• **GIVEN PASSAGE**
________

Chinese President Xi Jinping on Tuesday issued some aggressive remarks clearly aimed at Washington, but without naming the United States directly, in his keynote address at the Boao Forum on Asia. His emphasis was to warn against the “unilateralism of a few countries” who are prone to “bossing others around” – which can be resisted via greater global economic integration and avoiding the temptation of decoupling.
He spelled out that that countries that “boss others around or meddle in others’ internal affairs would not get any support,” and that efforts to “erect walls” or “decouple” stand against market principles. This veiled swipe against the US included the words: “openness and integration is an unstoppable trend, any effort to build barriers and decouple works against economic and market principles, and would only harm others without benefiting oneself.”
While there’s plenty of regional and border countries, not to mention African populations, that would strongly disagree, XI asserted that “China will never seek hegemony, expansion, or a sphere of influence no matter how strong it may grow,” according to a state media transcript.

________

• **RECORDED DATA**

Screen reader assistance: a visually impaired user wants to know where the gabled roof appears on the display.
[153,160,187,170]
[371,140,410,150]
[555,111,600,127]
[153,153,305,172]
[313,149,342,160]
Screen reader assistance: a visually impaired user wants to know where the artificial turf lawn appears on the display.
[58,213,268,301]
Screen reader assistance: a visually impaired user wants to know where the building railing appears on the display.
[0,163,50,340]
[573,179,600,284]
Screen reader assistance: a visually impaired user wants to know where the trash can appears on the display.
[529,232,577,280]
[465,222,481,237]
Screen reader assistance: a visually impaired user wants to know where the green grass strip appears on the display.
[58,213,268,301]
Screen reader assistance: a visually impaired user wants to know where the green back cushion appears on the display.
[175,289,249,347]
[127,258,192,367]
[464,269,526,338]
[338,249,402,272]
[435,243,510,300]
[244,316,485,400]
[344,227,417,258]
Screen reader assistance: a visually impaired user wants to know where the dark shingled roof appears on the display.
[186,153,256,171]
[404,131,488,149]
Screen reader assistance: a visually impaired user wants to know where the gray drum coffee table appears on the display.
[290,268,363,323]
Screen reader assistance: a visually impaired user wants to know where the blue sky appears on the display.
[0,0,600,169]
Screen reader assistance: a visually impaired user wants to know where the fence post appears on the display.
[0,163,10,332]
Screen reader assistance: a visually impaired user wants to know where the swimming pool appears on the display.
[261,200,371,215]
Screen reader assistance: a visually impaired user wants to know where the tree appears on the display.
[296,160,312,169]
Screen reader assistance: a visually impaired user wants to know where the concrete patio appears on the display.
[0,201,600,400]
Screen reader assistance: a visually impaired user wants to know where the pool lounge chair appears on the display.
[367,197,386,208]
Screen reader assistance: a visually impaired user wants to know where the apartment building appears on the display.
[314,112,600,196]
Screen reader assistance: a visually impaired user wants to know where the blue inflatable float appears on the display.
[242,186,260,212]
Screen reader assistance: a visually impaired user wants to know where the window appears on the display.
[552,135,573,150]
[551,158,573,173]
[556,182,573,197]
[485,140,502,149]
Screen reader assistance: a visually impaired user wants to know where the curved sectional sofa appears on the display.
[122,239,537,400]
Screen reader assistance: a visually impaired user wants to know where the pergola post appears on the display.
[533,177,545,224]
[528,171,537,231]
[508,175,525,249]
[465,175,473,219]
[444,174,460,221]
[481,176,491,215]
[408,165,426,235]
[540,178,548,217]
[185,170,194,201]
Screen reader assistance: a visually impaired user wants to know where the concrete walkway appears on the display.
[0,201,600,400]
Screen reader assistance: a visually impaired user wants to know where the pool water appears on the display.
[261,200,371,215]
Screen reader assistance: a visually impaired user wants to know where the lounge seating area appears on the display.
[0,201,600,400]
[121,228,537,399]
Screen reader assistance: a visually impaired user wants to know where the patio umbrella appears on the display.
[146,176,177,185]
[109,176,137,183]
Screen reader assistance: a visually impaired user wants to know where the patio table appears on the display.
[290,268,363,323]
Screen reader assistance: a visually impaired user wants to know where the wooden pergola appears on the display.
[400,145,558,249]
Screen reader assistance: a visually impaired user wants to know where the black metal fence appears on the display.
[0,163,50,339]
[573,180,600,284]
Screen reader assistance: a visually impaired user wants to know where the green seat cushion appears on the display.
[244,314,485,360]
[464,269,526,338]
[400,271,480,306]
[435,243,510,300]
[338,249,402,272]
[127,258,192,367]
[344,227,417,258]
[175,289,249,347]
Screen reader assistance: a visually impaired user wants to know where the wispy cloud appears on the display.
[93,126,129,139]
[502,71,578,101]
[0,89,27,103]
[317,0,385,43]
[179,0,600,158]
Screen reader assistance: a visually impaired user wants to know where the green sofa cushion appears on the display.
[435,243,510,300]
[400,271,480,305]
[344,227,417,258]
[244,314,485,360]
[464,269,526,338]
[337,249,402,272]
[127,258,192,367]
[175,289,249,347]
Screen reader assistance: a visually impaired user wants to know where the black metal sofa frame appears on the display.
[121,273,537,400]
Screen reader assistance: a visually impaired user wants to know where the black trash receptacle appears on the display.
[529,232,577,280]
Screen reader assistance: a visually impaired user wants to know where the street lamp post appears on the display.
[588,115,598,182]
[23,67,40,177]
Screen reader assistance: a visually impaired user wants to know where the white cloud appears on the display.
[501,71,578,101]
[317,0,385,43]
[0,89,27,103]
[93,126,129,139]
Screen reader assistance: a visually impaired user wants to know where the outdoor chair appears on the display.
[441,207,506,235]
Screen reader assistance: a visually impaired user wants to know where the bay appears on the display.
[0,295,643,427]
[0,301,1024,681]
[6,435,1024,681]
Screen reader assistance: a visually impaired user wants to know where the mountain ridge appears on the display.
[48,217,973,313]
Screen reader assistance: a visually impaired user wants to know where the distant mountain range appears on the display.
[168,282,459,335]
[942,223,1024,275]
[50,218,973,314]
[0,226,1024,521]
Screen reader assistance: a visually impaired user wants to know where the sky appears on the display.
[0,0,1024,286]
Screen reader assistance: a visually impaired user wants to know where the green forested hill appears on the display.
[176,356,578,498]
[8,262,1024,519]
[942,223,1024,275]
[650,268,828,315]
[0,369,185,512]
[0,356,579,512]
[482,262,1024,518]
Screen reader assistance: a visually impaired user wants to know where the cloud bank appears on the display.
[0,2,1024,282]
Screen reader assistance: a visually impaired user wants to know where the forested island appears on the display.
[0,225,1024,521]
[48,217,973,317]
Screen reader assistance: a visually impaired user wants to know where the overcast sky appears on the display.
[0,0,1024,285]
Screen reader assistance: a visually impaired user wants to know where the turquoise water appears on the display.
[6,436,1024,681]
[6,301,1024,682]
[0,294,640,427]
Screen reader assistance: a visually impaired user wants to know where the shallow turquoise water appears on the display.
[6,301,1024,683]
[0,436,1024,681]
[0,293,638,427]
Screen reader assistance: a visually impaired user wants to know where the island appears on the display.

________

• **TASK LIST**
- A) Please rewrite the part of the article on Xi's Boao Forum speech starting with "He spelled out" and going on through "state media transcript.", replacing "hegemony" with "dominance".
- B) In the article on Xi's Boao Forum speech, at what event did Xi Jinping give his keynote address?
- C) Carry on the article on Xi's Boao Forum speech from its last sentence.

• **RESPONSES BY ITEM NUMBER**
- A)
He spelled out that that countries that “boss others around or meddle in others’ internal affairs would not get any support,” and that efforts to “erect walls” or “decouple” stand against market principles. This veiled swipe against the US included the words: “openness and integration is an unstoppable trend, any effort to build barriers and decouple works against economic and market principles, and would only harm others without benefiting oneself.”
While there’s plenty of regional and border countries, not to mention African populations, that would strongly disagree, XI asserted that “China will never seek dominance, expansion, or a sphere of influence no matter how strong it may grow,” according to a state media transcript.

- B) The Boao Forum on Asia.

- C)
The remarks came soon on the heels of the White House receiving Japanese Prime Minister Yoshihide Suga on Friday, where China topped the agenda in Biden’s first face-to-face meeting with a foreign leader since taking office. Their joint statement focused on China’s actionsthat “are inconsistent with the international rules-based order” and impact “peace and prosperity” in the region, while highlighting human rights abuses and anti-democratic policies in Hong Kong, Xinjiang region, and Taiwan.
The hugely controversial US-Japan statement loomed large in the backdrop to Xi’s words:
“The world wants justice, not hegemony,” Xi said in remarks broadcast to the forum.
“A big country should look like a big country by showing that it is shouldering more responsibility,” he said.
While Xi did not identify any country in his remarks, Chinese officials have in recent times referred to U.S. “hegemony” in public criticisms of Washington’s global projection of power in trade and geopolitics.
By contrast, “true multilateralism” will serve to make the world “more fair and equitable,” he said.
Bloomberg broadly observed of the speech that it was “dominated by sweeping globalist comments as Xi lauded a system with the WTO and United Nations at its center. He warned we shouldn’t let one country set the rules for all and big countries need to behave appropriately. While he has made similar points before, it’s noteworthy that he hammered the message home. Markets were little changed, with stocks erasing initial losses.”
China’s president also offered that the global pandemic should negate this vision of unilateralism, saying it’s become clear the world must reject the “cold-war and zero-sum mentality” and oppose a new “cold war” which hinders common cooperation and progress against the most pressing matters.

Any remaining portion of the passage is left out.